**WHAT THE EXERCISE ASKS:** Rewrite every entry below, swapping "Drop" for "Place" wherever it occurs and leaving all other text unchanged.

**EXCERPTED DATA:**

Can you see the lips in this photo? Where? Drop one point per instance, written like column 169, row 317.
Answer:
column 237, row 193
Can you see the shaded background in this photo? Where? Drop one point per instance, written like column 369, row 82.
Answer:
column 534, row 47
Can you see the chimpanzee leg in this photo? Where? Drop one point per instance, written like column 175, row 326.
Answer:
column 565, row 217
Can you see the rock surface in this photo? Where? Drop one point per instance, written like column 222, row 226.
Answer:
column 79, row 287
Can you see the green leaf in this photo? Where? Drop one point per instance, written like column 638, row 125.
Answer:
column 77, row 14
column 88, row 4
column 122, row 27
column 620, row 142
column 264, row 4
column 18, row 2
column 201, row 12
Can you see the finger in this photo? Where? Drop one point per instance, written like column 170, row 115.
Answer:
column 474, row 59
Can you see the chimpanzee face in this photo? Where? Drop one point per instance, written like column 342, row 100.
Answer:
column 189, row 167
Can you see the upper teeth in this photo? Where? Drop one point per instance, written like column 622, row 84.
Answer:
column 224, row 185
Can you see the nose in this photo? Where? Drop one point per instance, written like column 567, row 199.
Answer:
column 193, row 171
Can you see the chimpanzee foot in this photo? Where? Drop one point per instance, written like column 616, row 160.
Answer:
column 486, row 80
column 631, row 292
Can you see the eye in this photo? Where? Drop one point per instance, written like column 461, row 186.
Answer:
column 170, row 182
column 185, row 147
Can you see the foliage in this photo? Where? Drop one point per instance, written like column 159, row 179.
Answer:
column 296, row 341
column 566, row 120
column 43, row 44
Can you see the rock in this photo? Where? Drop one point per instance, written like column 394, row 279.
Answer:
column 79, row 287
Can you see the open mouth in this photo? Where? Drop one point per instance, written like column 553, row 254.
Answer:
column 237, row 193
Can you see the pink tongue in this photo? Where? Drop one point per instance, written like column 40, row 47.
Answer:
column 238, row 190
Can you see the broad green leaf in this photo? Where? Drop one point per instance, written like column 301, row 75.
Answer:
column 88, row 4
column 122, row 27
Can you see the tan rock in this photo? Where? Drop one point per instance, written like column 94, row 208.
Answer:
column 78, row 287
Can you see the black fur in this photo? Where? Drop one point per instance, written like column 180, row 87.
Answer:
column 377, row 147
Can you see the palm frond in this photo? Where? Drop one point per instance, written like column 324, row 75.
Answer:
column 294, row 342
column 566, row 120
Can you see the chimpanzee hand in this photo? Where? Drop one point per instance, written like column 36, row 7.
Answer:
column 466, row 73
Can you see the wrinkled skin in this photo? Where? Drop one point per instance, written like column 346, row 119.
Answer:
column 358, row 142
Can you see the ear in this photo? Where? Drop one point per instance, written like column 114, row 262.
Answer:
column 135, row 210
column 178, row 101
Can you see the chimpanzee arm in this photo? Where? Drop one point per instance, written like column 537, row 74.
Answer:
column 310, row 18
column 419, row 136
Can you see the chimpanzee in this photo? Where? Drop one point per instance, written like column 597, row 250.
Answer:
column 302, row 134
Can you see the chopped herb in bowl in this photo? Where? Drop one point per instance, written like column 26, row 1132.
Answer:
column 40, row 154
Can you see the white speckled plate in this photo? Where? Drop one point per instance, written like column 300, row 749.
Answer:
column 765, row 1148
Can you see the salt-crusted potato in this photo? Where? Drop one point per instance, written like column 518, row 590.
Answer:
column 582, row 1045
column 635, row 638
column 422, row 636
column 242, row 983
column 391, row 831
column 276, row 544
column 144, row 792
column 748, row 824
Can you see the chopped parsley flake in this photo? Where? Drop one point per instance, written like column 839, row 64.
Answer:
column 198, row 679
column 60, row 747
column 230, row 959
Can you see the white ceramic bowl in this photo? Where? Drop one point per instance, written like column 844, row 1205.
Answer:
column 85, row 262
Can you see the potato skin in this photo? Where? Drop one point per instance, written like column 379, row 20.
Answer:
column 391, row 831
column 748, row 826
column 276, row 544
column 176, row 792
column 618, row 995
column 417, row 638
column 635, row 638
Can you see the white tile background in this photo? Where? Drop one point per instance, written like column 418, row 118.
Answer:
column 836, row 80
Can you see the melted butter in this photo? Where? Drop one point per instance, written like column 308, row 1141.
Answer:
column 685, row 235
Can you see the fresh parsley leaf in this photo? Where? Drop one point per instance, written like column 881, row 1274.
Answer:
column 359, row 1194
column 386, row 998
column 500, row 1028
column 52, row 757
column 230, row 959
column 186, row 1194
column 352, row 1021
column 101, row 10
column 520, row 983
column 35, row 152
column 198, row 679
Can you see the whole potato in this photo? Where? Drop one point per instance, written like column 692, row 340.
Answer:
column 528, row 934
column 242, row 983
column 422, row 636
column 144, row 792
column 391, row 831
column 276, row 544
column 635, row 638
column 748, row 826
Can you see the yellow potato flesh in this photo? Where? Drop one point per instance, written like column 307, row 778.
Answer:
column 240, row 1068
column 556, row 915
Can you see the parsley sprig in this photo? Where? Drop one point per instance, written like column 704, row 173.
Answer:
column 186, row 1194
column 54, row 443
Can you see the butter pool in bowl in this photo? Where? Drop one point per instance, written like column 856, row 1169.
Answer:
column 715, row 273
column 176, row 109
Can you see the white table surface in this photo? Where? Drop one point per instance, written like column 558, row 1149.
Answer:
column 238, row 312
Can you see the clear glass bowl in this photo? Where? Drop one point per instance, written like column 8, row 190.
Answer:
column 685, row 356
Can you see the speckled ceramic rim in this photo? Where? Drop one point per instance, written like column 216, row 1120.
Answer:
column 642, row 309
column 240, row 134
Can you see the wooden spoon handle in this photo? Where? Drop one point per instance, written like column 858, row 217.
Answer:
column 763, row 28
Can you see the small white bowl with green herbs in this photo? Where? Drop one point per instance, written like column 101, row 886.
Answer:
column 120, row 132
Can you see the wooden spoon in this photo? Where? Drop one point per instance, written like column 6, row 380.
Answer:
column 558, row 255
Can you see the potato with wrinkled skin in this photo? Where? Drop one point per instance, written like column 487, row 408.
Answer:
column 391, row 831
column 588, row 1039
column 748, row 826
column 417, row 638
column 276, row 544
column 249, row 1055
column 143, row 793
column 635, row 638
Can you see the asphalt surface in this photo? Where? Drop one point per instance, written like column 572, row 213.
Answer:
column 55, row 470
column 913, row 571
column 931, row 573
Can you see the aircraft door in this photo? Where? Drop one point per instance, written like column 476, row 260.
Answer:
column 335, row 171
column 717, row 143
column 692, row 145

**SOLUTION FOR THIS PROBLEM:**
Can you see the lips in this photo? Where? Place one point per instance, written like column 169, row 317.
Answer:
column 237, row 193
Can you see the shaded background in this photo? Where? Place one point per instance, written like column 369, row 82.
Answer:
column 534, row 47
Can you see the chimpanzee leg in this photo? Where? Place one point per instance, written like column 175, row 326.
Answer:
column 565, row 217
Can you see the rock surface in this photo? Where? Place one point per instance, written like column 222, row 226.
Answer:
column 79, row 287
Can you see the green leaf in this photo? Where? Place one point per instance, written like column 638, row 125.
Answer:
column 77, row 14
column 88, row 4
column 122, row 27
column 620, row 142
column 264, row 4
column 18, row 2
column 201, row 12
Can you see the finger in this photo? Where? Place one point per instance, written like column 170, row 115.
Answer:
column 474, row 59
Can you see the chimpanzee face in this photo? Where? Place one point per instance, written like column 342, row 100.
Answer:
column 189, row 167
Can you see the upper teeth in this photo? Where? Place one point per instance, written like column 622, row 84.
Answer:
column 224, row 185
Can you see the nose in this photo? Where? Place one point per instance, written like column 567, row 199.
Answer:
column 193, row 171
Can you see the chimpanzee foot in this photo? Where? Place one point per instance, written like column 616, row 160.
Answer:
column 486, row 80
column 631, row 292
Can you see the eye in this photo? Where? Place one point per instance, written like column 461, row 186.
Answer:
column 170, row 182
column 185, row 147
Can you see the foliage in this photo? Where? Place one point per instance, written like column 159, row 179.
Answer:
column 296, row 341
column 566, row 120
column 43, row 44
Can you see the rock in this photo? Where? Place one point per instance, written like column 394, row 279.
Answer:
column 79, row 287
Can you see the open mouth in this photo? Where? Place one point per instance, written like column 553, row 254.
Answer:
column 237, row 193
Can you see the pink tongue in this photo? Where? Place one point per instance, written like column 40, row 47.
Answer:
column 238, row 190
Can you see the broad green leaf in this photo? Where? Place one point per instance, written like column 301, row 75.
Answer:
column 88, row 4
column 122, row 27
Can you see the tan rock in this photo? Where? Place one point per instance, written like column 94, row 208.
Answer:
column 78, row 287
Can you see the black fur in this photo? Where? Place one point per instance, written like column 180, row 87.
Answer:
column 377, row 147
Can you see the palm frond in this photo? Where? Place one point per instance, written like column 324, row 75.
Answer:
column 294, row 342
column 566, row 120
Can you see the chimpanzee hand in this photo? Where? Place one point per instance, written like column 36, row 7.
Answer:
column 466, row 73
Can you see the wrinkled skin in this photo? Where? Place one point per instance, written like column 346, row 119.
Answer:
column 358, row 142
Can you see the ear in this photo? Where? Place one point per instance, written like column 114, row 262.
Answer:
column 135, row 210
column 178, row 101
Can you see the chimpanzee arm in this photo? Where? Place one point per instance, written like column 537, row 74.
Answer:
column 310, row 18
column 419, row 136
Can you see the chimpanzee in this photo? Where? Place one point per instance, written like column 597, row 250.
Answer:
column 302, row 134
Can you see the chopped herb in bowl in this photo? Where? Place one point per instance, written like column 26, row 1132.
Answer:
column 40, row 154
Can you see the white speckled plate in this photo? Where? Place one point per instance, written like column 300, row 749.
Answer:
column 765, row 1148
Can you see the salt-crusted potato in this photo? Where? Place one point per instance, written like column 518, row 590.
Answer:
column 582, row 1045
column 635, row 638
column 422, row 636
column 242, row 983
column 391, row 831
column 276, row 544
column 144, row 792
column 748, row 824
Can you see the chopped parsley flake in this photo? Where? Place one point per instance, written like column 839, row 64.
Answer:
column 198, row 679
column 60, row 747
column 230, row 959
Can you see the white ceramic bowl in this photo? Where? Place one point per instance, written like column 844, row 1205.
Answer:
column 85, row 262
Can you see the potato skin in this photo? Where? Place one point per instance, written like column 379, row 20.
Answer:
column 391, row 831
column 748, row 826
column 276, row 544
column 176, row 792
column 618, row 995
column 417, row 638
column 635, row 638
Can you see the white tile background in this photo? Where? Place one point per instance, written like column 418, row 118.
Answer:
column 836, row 80
Can you see the melted butter in this photo? Where? Place one point per instance, written like column 308, row 1141.
Answer:
column 685, row 235
Can you see the fresh parsley leaf in this photo? Where? Place one point per instance, written like column 881, row 1274.
Answer:
column 359, row 1194
column 386, row 998
column 500, row 1028
column 52, row 757
column 230, row 959
column 186, row 1194
column 352, row 1021
column 101, row 10
column 520, row 983
column 35, row 152
column 198, row 679
Can you see the whole potato in this photo? Where? Place one point per instance, written like column 692, row 340.
Answer:
column 528, row 934
column 242, row 983
column 422, row 636
column 144, row 792
column 391, row 831
column 276, row 544
column 635, row 638
column 748, row 826
Can you see the yellow potato flesh in this photo? Where? Place one point per instance, written like column 307, row 778.
Answer:
column 240, row 1068
column 556, row 915
Can you see the parsley sprig in this photo? Where? Place one point per instance, written like column 704, row 173.
Answer:
column 186, row 1194
column 54, row 443
Can you see the butter pool in bowl in this photo? Where? Place one point per instance, written like column 856, row 1169.
Answer:
column 715, row 273
column 176, row 109
Can you see the white table surface in this photo? Where? Place one point per instance, written like column 558, row 1149.
Answer:
column 238, row 312
Can you see the clear glass bowl in this photo? Where? Place one point per instance, written like column 8, row 190.
Answer:
column 685, row 356
Can you see the speckled ceramic rim in this photo? Where? Place one point per instance, written like column 216, row 1120.
Answer:
column 642, row 309
column 240, row 134
Can you see the wooden spoon handle in this photo? Where? Place one point per instance, written like column 858, row 217.
Answer:
column 763, row 28
Can you see the small white bowl with green herbs in this photo? Where? Place one point per instance, written like column 101, row 886.
Answer:
column 120, row 132
Can you see the wooden spoon in this photo? Where? Place one point per instance, written like column 6, row 380.
Answer:
column 558, row 255
Can you see the potato with wrinkled skin in this photo? Where? Place one point per instance, written like column 487, row 408.
Answer:
column 391, row 831
column 588, row 1039
column 748, row 826
column 417, row 638
column 276, row 544
column 249, row 1055
column 143, row 793
column 635, row 638
Can you see the asphalt surface in this photo? Where? Place one point per instance, written like column 572, row 213.
Answer:
column 55, row 470
column 913, row 571
column 931, row 573
Can you see the aircraft door in this photo? Where? Place one point per instance, written like column 476, row 260.
Answer:
column 335, row 171
column 717, row 143
column 692, row 145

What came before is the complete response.